課題概要: 以下のレコードを全件抽出し、各行を一字も変えずに再現すること。画像は出力に含めない。
***** データレコード
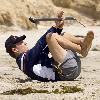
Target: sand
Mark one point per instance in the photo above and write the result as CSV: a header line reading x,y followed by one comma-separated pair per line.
x,y
89,80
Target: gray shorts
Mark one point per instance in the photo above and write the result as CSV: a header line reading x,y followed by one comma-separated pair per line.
x,y
71,67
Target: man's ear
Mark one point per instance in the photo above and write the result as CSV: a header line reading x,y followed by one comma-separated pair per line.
x,y
14,50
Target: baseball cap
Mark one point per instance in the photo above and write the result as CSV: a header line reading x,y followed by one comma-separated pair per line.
x,y
11,41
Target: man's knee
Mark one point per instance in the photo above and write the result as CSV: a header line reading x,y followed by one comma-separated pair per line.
x,y
49,36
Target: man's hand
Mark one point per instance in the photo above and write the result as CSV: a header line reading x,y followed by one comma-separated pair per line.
x,y
60,24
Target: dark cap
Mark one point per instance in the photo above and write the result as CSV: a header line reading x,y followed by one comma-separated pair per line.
x,y
11,41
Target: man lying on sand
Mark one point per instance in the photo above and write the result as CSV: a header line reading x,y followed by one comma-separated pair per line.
x,y
36,63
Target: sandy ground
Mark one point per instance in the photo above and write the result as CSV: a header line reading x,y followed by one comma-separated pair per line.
x,y
89,80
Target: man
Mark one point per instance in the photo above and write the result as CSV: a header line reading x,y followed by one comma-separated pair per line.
x,y
36,63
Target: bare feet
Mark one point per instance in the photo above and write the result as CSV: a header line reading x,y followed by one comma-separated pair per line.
x,y
86,45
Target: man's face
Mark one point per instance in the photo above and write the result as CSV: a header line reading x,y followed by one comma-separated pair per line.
x,y
21,47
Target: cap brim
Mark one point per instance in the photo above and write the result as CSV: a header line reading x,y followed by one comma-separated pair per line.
x,y
20,39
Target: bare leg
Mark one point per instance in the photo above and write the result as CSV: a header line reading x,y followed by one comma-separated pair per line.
x,y
86,45
76,40
57,45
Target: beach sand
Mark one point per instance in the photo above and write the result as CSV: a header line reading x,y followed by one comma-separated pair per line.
x,y
89,80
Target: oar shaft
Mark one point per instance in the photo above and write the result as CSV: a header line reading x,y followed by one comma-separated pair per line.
x,y
35,20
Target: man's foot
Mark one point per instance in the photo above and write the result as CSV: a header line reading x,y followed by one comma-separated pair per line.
x,y
86,45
**********
記述解答:
Target: sand
Mark one point per instance in the photo above and write the result as CSV: a header line reading x,y followed by one comma-separated pair per line.
x,y
89,80
Target: gray shorts
Mark one point per instance in the photo above and write the result as CSV: a header line reading x,y followed by one comma-separated pair per line.
x,y
71,67
Target: man's ear
Mark one point per instance in the photo above and write the result as CSV: a header line reading x,y followed by one comma-separated pair per line.
x,y
14,50
Target: baseball cap
Mark one point per instance in the photo above and write the result as CSV: a header line reading x,y followed by one comma-separated pair per line.
x,y
11,41
Target: man's knee
Mark one point per instance in the photo above and write the result as CSV: a header line reading x,y followed by one comma-separated pair per line.
x,y
49,36
Target: man's hand
Mark one point per instance in the photo above and write the result as CSV: a header line reading x,y followed by one comma-separated pair per line.
x,y
60,24
Target: dark cap
Mark one point per instance in the photo above and write the result as CSV: a header line reading x,y followed by one comma-separated pair per line.
x,y
11,41
Target: man lying on sand
Mark one point per instance in the photo above and write the result as CSV: a header line reading x,y followed by one comma-separated pair per line.
x,y
36,63
Target: sandy ground
Mark one point per instance in the photo above and write the result as CSV: a header line reading x,y followed by one comma-separated pair per line.
x,y
89,80
Target: man
Mark one point per instance in the photo above and write the result as CSV: a header line reading x,y followed by one comma-separated pair per line.
x,y
36,63
Target: bare feet
Mark one point per instance in the photo above and write the result as CSV: a header line reading x,y followed by one comma-separated pair per line.
x,y
86,45
Target: man's face
Mark one point per instance in the photo above and write the result as CSV: a header line reading x,y followed by one comma-separated pair per line.
x,y
21,47
Target: cap brim
Mark one point per instance in the photo above and write the result as CSV: a header line reading x,y followed by one comma-separated pair per line.
x,y
20,39
Target: bare leg
Mark one point per instance in the photo above and write the result as CSV: a header line reading x,y followed by one comma-separated pair per line.
x,y
86,45
76,40
57,45
Target: beach sand
Mark one point per instance in the photo above and write the result as CSV: a header line reading x,y followed by one comma-separated pair per line.
x,y
89,80
Target: oar shaft
Mark one point per instance in the photo above and write the result as CSV: a header line reading x,y followed by one comma-separated pair per line.
x,y
35,20
Target: man's foot
Mark one point per instance in the photo above and write the result as CSV: a header line reading x,y followed by one comma-separated pair per line.
x,y
86,45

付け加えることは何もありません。